Send each entry back exactly as given, pictures excluded.

***** Excerpted data

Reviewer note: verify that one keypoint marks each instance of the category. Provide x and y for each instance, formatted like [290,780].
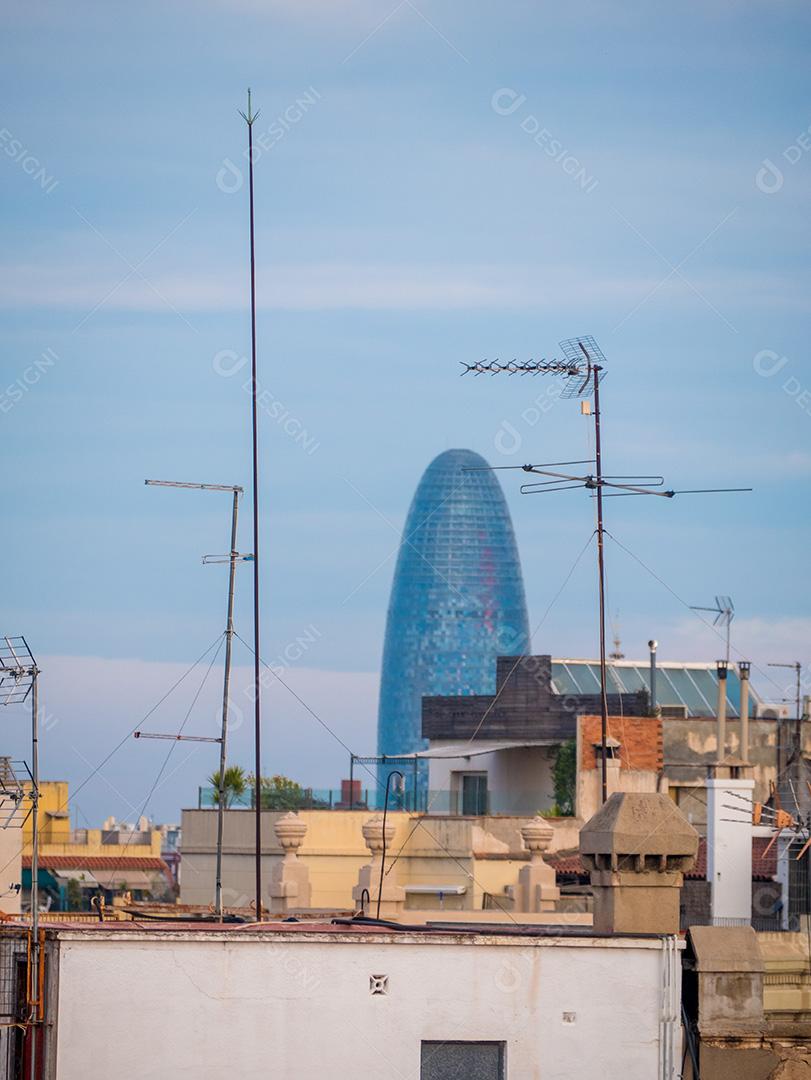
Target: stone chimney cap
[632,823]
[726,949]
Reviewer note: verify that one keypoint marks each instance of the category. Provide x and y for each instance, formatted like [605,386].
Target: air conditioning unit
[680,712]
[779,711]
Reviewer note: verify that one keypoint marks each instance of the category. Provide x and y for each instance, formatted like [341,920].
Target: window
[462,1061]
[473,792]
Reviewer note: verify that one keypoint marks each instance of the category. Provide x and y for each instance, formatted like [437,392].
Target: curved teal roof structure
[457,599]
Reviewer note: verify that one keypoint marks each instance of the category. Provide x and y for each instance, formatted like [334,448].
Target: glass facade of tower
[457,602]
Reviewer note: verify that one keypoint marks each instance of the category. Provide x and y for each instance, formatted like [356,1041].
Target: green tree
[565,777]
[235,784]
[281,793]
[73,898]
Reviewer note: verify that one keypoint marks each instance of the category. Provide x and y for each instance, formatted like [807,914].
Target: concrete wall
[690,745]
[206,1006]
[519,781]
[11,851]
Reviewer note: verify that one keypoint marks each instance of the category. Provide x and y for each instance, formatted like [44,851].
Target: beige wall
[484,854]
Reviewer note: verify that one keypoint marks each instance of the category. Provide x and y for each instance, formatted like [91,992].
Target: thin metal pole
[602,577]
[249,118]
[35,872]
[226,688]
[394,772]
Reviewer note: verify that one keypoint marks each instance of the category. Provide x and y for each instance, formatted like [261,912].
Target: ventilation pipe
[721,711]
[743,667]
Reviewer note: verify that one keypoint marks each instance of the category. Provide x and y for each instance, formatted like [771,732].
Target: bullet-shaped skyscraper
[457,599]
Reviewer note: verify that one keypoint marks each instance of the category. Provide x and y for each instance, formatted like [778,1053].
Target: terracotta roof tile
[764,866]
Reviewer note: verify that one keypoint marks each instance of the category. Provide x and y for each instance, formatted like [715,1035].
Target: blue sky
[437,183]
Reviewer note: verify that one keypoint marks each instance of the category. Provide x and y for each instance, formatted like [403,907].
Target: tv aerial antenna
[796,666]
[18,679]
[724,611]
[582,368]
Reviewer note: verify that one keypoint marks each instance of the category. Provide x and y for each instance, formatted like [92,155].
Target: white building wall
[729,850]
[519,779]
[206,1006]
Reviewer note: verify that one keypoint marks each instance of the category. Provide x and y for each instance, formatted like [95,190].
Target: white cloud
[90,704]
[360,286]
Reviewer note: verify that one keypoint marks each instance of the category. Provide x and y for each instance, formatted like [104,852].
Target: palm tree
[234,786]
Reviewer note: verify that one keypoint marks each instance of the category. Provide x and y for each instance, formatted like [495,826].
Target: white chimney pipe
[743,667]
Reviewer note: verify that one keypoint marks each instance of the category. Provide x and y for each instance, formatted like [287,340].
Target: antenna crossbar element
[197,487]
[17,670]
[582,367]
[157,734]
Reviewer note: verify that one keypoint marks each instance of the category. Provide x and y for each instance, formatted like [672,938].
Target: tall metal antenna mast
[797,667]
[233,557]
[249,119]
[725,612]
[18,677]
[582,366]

**********

Problem solution:
Reviewer note: verify that one keypoint marks each instance of the category. Provide x and y for each instance, formatted like [290,780].
Target: stone chimney cap
[632,823]
[726,949]
Reviewer note: verify that one keypoint marks each instance of the category. Provide x and y for each instance, formatted like [605,386].
Target: air conditioning unit
[680,712]
[779,711]
Reviewer note: verify that one keypoint marks each instance of the category. Provide x and y for each instance, formatted like [341,920].
Target: window
[462,1061]
[473,792]
Reviewer note: verify that one keypoint marks each instance of the category. Provide x and y for each instance, formatted like [437,392].
Target: curved teal roof structure
[457,599]
Reviewer note: verify that one keypoint marks each instance of the category. Provide x and y for each instance, formatted like [334,448].
Target: glass facade of tower
[457,602]
Reviewer note: verify that one keypoint marks each instance of the category. Provide x and y for each instance, formatted like [356,1041].
Target: green tree
[565,777]
[235,784]
[281,793]
[73,898]
Reviewer note: verify that one keypoint marks each instance of the category. Provide x and y for each instance, formatted like [807,914].
Target: concrete wall
[690,745]
[206,1006]
[519,781]
[11,851]
Reviewer note: verify that one keypoint marks each instance of the category. Provide x and y for each instance, formatted like [44,851].
Target: beige wall
[484,854]
Reviewer note: verify that one keypoint marks each instance of the category. Provide x and y for each instance, formatted like [91,992].
Target: thin metal pole
[602,577]
[249,118]
[35,872]
[226,688]
[394,772]
Reviewer note: verify that one keypoint marks each instance of the category. Provide x and y for each instance, formatted like [261,912].
Target: ventilation pipe
[721,711]
[743,667]
Reviewer note: verify that one keypoint marks each instance of the category. Provide x and y for each instance, formatted like [771,732].
Target: bullet-shaped skyscraper
[457,599]
Reviewer note: verify that one keypoint marks each instance of the category. Provide x and y for each instance, formatted like [778,1053].
Target: terracotta roof tile
[764,866]
Reviewer note: verify that one keypoint marks each instance of the category. Provide x and y for each instance, formatted like [715,1035].
Target: blue sky
[437,183]
Reviewer note: verify that one keypoint marks each instance of the category. Provide x and y for each instance, formatted like [403,907].
Target: tv aerial antenna
[796,666]
[18,679]
[724,611]
[582,368]
Reviewer note: verify that one keypoint marks each instance of the category. Provide x and y for each instance, formatted like [92,155].
Target: white building wall
[729,850]
[519,779]
[206,1006]
Reviewer note: verify that one keypoint marks each instance of the category. Provide x and y for each instance, formatted like [95,190].
Target: white cloud
[90,704]
[360,286]
Reviewer note: verify that one keypoint marks each instance of the category. Provide x and y for each instance, formatted like [104,852].
Target: palm tree
[234,786]
Reviewer note: verify that one keypoint marks each instance of the category. Provide x and y for each instance, formatted like [495,826].
Target: white chimney pipe
[743,667]
Reviewer note: verify that one keypoint marks each instance of the category. Provide x and y for each instance, formatted like [287,340].
Target: antenna crossbar element
[197,487]
[17,670]
[582,367]
[157,734]
Reviewer note: verify that one keypoint marks each instance of the category. Provide x and y for each instance, formatted like [672,938].
Target: tall metal antenna mast
[797,667]
[233,557]
[249,119]
[725,612]
[18,677]
[582,366]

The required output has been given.